Task instructions |
Extend the personal essay on leaving a patriarchal religion and learning to let go, picking up right after its final sentence.

I went to all that trouble for what? To be trapped in a patriarchal religious system inimical to independent thought and questioning. I intellectually and emotionally regressed to a frightening degree. I shudder at my infantilization. I am still crawling out of that hole.
I am now (and always have been) looking for transformation. Letting go is a spirituality all by itself. It is profound and immediate. It’s not easy, but it is effective. We can only do our best to be responsible. At some point, letting go is the only option.
I understand the whole “spiritual bypassing” concept. Don’t we all want to avoid our issues? At the same time, being obsessively intellectual quickly gets annoying. It only reinforces the very part of the personality that needs antidepressants to cope. Being intellectually impressive to others is small consolation for an enduring lack of peace.

Information |
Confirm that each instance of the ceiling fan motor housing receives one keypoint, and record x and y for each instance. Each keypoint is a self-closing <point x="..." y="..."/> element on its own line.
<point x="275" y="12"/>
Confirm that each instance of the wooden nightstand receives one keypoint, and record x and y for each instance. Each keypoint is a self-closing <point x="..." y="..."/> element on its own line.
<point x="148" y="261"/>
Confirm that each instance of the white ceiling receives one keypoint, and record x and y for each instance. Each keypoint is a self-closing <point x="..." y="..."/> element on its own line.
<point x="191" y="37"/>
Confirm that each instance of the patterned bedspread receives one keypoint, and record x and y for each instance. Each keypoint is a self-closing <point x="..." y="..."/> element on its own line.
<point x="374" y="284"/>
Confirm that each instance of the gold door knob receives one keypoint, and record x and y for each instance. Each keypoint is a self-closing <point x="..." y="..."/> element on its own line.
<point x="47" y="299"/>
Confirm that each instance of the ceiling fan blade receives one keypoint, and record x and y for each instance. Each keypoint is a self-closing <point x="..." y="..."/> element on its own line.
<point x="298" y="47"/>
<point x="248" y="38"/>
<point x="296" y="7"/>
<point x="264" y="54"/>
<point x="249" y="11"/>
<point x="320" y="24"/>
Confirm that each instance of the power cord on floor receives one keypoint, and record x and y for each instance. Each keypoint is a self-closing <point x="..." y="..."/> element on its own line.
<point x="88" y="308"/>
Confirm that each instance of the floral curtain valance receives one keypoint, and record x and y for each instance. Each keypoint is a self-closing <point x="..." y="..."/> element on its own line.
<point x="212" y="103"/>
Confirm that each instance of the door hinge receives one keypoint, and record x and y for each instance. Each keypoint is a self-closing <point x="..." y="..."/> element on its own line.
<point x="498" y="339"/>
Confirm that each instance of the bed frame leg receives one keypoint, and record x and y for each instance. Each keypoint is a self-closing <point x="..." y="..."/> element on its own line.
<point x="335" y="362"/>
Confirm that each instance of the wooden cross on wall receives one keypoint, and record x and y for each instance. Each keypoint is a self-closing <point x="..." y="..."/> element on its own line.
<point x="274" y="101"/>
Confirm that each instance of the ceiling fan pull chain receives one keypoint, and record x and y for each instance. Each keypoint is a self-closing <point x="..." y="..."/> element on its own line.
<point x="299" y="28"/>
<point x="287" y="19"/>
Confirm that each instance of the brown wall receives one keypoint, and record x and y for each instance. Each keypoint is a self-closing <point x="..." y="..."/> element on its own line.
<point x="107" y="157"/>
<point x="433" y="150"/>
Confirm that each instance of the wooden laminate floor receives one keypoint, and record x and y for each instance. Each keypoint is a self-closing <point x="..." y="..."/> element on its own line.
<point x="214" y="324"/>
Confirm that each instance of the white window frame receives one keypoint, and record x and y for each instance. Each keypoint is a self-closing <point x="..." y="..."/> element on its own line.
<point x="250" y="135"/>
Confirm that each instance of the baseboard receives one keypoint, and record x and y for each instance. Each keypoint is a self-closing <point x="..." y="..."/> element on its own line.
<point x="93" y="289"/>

Expected output |
If Barry knew what the appointment with our therapist is about, he would beg me to cancel. So I’m not telling him. And it’s harder than I thought it would be.
So I’m pretending things are normal, but for my benefit, not his as much. Unfortunately, I have a lot of experience doing one thing while feeling something completely different.
It’s one of the reasons I left church: I could no longer in good conscience go along with the church’s delusional financial and social structures. Life was forcing me to live in the present and the church was/is still stuck in the 1970s.
Here’s the rub. With Barry, and the church I went to, I wasn’t faking at first. I was trying my best to fit in and be supportive. When Barry was in better health, I really was comfortable and wanted him to be happy and comfortable. Likewise, when I became Orthodox (capital “O”), I was enthusiastic about its holistic vision. I was comfortable at first.
I changed. And I didn’t realize it. So I didn’t feel fake. The contradictions between my behavior and my changing feelings and beliefs were so subtle at first that I didn’t notice the increasing loss of integrity. The gap between my feelings and my behavior went from being a hair’s breadth to being the Grand Canyon. The misery factor increases exponentially at the slightest increase in distance. It’s logarithmic.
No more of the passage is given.